SUBJECT
PRONOUNS:
A detailed view
This article contains advanced grammar information.
You don’t need to know the advanced information. Just be sure to understand
what happened to the pronouns and learn them.
At this course level
you may already know the subject pronouns. Here they are, listed by person and
number:
Singular Plural
1a Pessoa Eu Nós
2a Pessoa Tu Vós
3a Pessoa Ele Eles
Ela Elas
You may ask where
“você”, the most common pronoun, have gone. Well, “você” is not originally a
subject pronoun, but a treatment pronoun. Let’s see some of those treatment
pronouns:
Vossa Majestade For
kings and queens
Vossa Alteza For
princes and princesses
Vossa Santidade For
the pope
Vossa Excelência For
presidents and some other politicians
Vossa Mercê Formerly
used for someone important but who
didn’t have a specific title
Keep your attention in
the last treatment pronoun: “Vossa Mercê”. With the passage of the years, it
started being used merely as a formal pronoun. For this, it started being
reduced: Vossa Mercê became vossamecê, then vossamcê, vossemecê,
later vosmecê (used for a long time), and, finally…você!!! This
also happened in Spanish: Vuestra Merced became usted.
The next step for você
to become this almost universal pronoun it is now was to start being used not
only in formal situations, but also between friends, relatives etc. Today, “você”
is used almost like the English pronoun you. When there’s the strict
need to be formal (when talking to old people like your grandparents, for
example), the treatment forms o senhor (masculine) and a senhora
(feminine) are used (I myself use o senhor only for my grandfather).
When capitalized, Senhor means “the Lord”.
With você
ascension, pronouns like tu and vós started being ignored in the
oral language. The pronoun tu is still used in Portugal and in some
Brazilian states, but vós seems to be practically extinct: it can be
seen only in ancient texts like the Bible translation.
As in many other
languages and like all other treatment pronouns, você is used with the
verb in the 3rd person singular, and its plural, vocês, takes
the 3rd person plural. More can be said about você: it’s
still being reduced. When talking informally, people just say its last
syllable, “cê”, or “cês” (pronounced seys) for the plural. Você and vocês eliminate the need of two
verbal forms in the language: the one for tu (2nd person
singular) and that for vós (2nd person plural). In fact,
these verbal forms are hardly used. Even the pronoun tu, when used in
the oral language, takes the 3rd person form. Você makes the
language easier, don’t you think so?

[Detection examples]
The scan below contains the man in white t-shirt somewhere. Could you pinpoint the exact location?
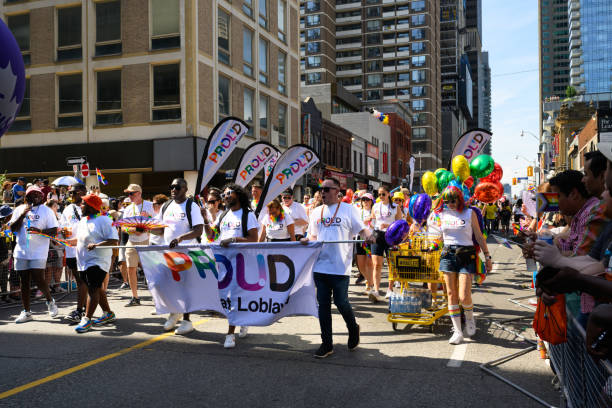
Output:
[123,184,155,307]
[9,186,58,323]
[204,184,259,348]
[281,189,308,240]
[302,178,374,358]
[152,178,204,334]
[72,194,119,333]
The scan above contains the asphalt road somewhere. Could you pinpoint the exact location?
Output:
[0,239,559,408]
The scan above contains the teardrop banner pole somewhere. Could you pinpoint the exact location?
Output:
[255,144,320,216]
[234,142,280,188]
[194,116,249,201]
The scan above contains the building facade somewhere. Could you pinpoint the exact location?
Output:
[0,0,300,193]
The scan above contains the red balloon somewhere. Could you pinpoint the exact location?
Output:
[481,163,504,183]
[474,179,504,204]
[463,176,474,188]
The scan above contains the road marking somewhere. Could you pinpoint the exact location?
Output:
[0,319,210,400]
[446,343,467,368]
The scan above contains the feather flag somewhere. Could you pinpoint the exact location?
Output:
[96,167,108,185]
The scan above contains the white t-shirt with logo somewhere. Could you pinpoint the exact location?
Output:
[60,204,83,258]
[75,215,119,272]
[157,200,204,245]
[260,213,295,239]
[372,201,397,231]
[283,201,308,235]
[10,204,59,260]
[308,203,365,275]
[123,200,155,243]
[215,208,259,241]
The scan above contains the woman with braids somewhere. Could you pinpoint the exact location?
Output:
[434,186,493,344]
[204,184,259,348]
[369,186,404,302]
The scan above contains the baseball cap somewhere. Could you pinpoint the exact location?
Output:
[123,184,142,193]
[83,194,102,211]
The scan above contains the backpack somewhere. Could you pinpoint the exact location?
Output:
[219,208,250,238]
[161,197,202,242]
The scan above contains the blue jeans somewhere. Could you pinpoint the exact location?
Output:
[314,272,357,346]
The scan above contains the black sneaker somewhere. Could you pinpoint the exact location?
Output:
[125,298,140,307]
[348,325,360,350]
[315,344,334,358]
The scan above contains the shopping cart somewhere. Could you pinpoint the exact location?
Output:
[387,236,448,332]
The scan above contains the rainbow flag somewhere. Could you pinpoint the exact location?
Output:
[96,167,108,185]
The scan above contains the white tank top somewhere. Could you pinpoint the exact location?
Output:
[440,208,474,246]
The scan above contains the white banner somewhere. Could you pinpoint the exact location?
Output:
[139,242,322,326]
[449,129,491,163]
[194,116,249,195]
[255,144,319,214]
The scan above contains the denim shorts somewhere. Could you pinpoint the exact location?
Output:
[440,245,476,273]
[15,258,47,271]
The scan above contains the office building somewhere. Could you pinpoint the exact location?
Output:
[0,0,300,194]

**Set tasks**.
(1) Can you output the passage of the article on Portuguese pronouns that begins at the words "is used almost" and stops after "for my grandfather)."?
(2) Can you write the next part of the article on Portuguese pronouns, picking up after its last sentence?

**Responses**.
(1)
is used almost like the English pronoun you. When there’s the strict
need to be formal (when talking to old people like your grandparents, for
example), the treatment forms o senhor (masculine) and a senhora
(feminine) are used (I myself use o senhor only for my grandfather).

(2)
Another “new” pronoun is “a gente”. It’s not accepted by the traditional grammar, although it’s largely used to replace “nós” (we), specially in informal conversation, but sometimes even in the media, the TV (I’ve heard the President saying it once).
Like você, a
gente also uses the 3rd person singular, due to the fact that “a
gente” means, literally, “the people”. The word “gente” is still used to mean “people”,
but when one says “a gente” it is understood that he/she is referring to a
group of people that includes him/herself.
In the beginning, a
gente was used when someone wanted to make a generical information, like the
English “one” and the French “on”, but nowadays it can be considered an
authentic 2nd person plural pronoun that uses the 3rd
person singular verbal form. Nós is still very used, anyway(sometimes
with the verb in the 3rd person singular), being nós and a
gente interchangeable.
What can be said after
this detailed view of the subject pronouns is that the Portuguese spoken in
Brazil is moving towards an uniform verbal system (only one or few verb forms
for all persons), as it happens more or less with English and oral French. Let’s
conjugate a regular verb in the present tense using the “old” and the “new”
pronouns, and check if this is true:
Old (official) Pronouns New Pronouns English
Translation
Eu canto Eu canto I sing
Tu cantas Você canta You sing
Ele/Ela canta Ele/Ela canta He sings
Nós cantamos A gente canta We sing
Vós cantais Vocês cantam You sing
Eles/Elas cantam Eles/Elas cantam They sing
Now you can notice that, in the oral language, practically
three verbal forms are used (sometimes even the plural form is abandoned, and
people say “vocês canta” “eles canta”. You’ll understand how often each pronoun
and verbal forms are used by acquiring experience, reading and listening). Is
this a sign of evolution?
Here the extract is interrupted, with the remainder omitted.